*** Opening Text block ***
But ready or not, this year the city’s fifth and eighth graders will do just that, as the state embarks on the next step in a multi-year phase-in of computer-based testing.

The annual exams measure student performance in reading, math, and science, testing the state’s third through eighth grade students. Though more than 16,000 kids took the exams on computers last year, next month that number will skyrocket to well over 140,000 students in the city.

English exams will take place between April 11-19, while the math tests will occur between May 7-17. Science tests, which are only taken by fifth and eighth grade students, will take place between May 15-17.

It’s the first major step in the three-year transition, with fourth and sixth grade students set to ditch paper tests next school year, followed by third and seventh graders by spring 2026. State officials have said computer-based testing can make the assessments more efficient and flexible, as well as opening a pathway to computer-adaptive testing that adapts questions based on student responses.

Over the course of the school year, the city has stressed the importance of ensuring students have access to devices — making them available to schools upon request and expediting repairs to non-working devices, according to the city’s Education Department. Officials said they have also taken proactive measures to bolster connectivity at schools administering computer-based exams.

Across the city, an additional 185 schools have opted into digital English exams for some portion of their third, fourth, sixth, or seventh graders, while 166 schools have done so for math.

Students with disabilities that impact their ability to use a keyboard may also receive assistive technology or other accommodations, city officials said.

But still, the prospect of digital exams has spurred concerns among some educators, who fear students could see drops in performance, especially among those who lack access to technology at home, potentially widening gaps between students.

And in the wake of a citywide tech meltdown last month, some remain skeptical that digital exams will run smoothly.

“I’ll be completely transparent,” said Kiri Soares, principal of the Urban Assembly Institute of Math and Science for Young Women in Brooklyn. “I don’t feel prepared at all.”

Computer-based tests open new opportunities

To Howard Everson, a member of a technical committee advising the state on the transition, the shift to computer-based testing is an opportunity for New York to catch up with other states.

At least 48 states have successfully implemented some form of computer-based testing for state exams, according to a 2022 state memo.

“The vast majority of kids are using some sort of online device in their classrooms,” said Everson, a professor of educational psychology and psychometrics at the CUNY Graduate Center. “We think that it’s going to be a benefit in the long run. … The things you can do on a two-dimensional piece of paper and what you can do in a multi-dimensional computer are worlds apart.”

Computers allow for more innovative testing models, with questions that, for example, ask students to move information around a screen or interact with graphics, he explained.

“Multiple-choice, fill-in-the-bubble tasks are an artifact of the past,” he said. “How we measure these underlying abilities in reading and in math is going to be much more imaginative.”
*** Closing Text block ***
*** Opening Data supplied ***
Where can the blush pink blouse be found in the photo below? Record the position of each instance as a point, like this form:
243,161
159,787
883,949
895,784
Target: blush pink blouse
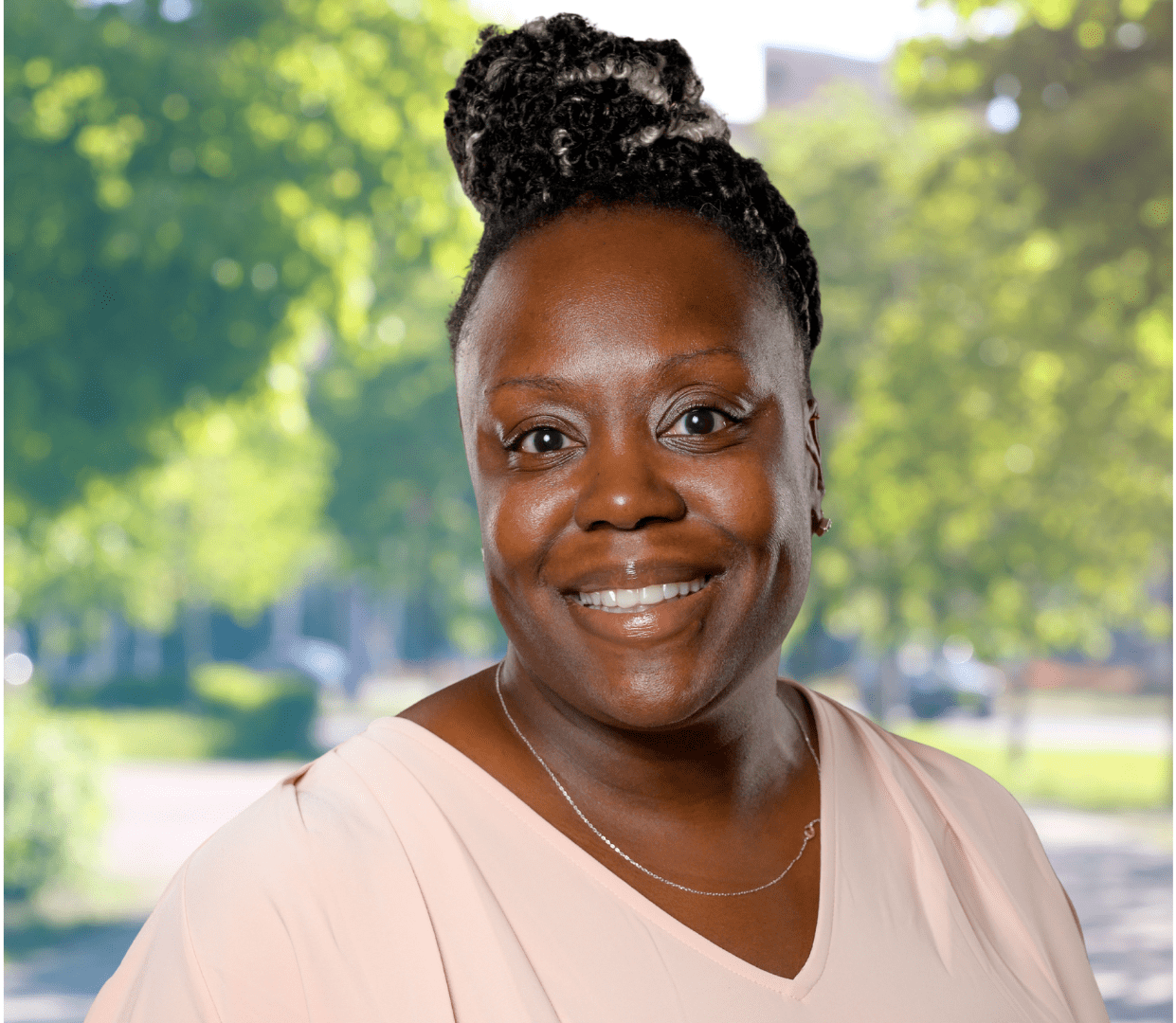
*** Closing Data supplied ***
*** Opening Data supplied ***
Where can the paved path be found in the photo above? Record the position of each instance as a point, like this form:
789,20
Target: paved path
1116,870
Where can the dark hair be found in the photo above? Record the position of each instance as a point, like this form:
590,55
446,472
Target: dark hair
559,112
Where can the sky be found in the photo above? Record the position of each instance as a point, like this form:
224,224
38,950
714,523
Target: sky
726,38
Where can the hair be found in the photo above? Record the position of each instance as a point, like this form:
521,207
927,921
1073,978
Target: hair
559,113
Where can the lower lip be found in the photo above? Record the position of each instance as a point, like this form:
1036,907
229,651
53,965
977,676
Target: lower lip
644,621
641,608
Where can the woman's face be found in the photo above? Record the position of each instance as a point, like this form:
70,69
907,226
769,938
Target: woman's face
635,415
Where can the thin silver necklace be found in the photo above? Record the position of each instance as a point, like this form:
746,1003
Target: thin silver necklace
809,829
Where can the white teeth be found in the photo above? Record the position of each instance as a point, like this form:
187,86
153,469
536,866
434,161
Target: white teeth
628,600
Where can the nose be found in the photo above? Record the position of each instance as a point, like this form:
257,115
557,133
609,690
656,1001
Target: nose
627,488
*** Closing Data supplied ***
*** Opening Data supplied ***
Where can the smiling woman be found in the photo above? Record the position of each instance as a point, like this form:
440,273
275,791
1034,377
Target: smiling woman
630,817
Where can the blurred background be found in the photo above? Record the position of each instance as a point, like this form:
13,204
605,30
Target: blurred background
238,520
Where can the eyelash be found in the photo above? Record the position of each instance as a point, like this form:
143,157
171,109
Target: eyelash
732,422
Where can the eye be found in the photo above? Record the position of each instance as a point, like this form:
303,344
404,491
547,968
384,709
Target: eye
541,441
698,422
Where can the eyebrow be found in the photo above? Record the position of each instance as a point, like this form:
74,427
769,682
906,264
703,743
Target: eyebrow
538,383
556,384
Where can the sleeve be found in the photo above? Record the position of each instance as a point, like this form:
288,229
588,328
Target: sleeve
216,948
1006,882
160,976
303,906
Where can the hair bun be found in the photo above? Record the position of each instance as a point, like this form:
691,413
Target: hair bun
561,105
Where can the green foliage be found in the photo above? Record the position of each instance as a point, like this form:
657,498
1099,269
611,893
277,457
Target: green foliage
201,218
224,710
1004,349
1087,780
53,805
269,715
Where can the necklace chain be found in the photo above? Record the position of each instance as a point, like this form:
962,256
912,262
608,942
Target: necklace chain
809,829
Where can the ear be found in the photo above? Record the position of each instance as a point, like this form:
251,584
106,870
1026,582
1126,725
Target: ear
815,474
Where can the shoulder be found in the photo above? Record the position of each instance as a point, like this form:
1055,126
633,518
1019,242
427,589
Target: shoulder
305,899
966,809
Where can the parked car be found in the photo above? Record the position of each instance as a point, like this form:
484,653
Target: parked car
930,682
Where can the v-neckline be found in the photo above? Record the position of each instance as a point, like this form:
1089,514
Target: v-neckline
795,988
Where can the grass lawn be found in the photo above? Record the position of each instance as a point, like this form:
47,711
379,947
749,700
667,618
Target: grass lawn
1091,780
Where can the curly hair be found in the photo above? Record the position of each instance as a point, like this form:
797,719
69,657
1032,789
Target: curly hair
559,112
*** Closing Data supplied ***
Work task A: Using the article on computer-based state exams, decide whether each statement agrees with it: (i) Science tests are taken only by fifth and eighth grade students. (ii) Fourth and sixth graders are set to move to computer tests by spring 2026. (iii) At least 48 states have put some form of computer-based testing in place for state exams. Give yes or no for each, and quote the words from the article that decide it.
Work task B: Summarize the article on computer-based state exams in two sentences.
None of the data above is needed for this work.

Result A:
(i) Yes: "Science tests, which are only taken by fifth and eighth grade students"
(ii) No: "with fourth and sixth grade students set to ditch paper tests next school year, followed by third and seventh graders by spring 2026"
(iii) Yes: "At least 48 states have successfully implemented some form of computer-based testing for state exams"

Result B: The state is moving its annual reading, math, and science exams to computers over three years, and this year well over 140,000 of the city's students, including fifth and eighth graders, will take them digitally, while the city works to supply devices and strengthen school connectivity. Some educators fear drops in performance and doubt the exams will run smoothly, but an adviser to the state sees the shift as a chance for New York to catch up with other states and use more imaginative kinds of questions.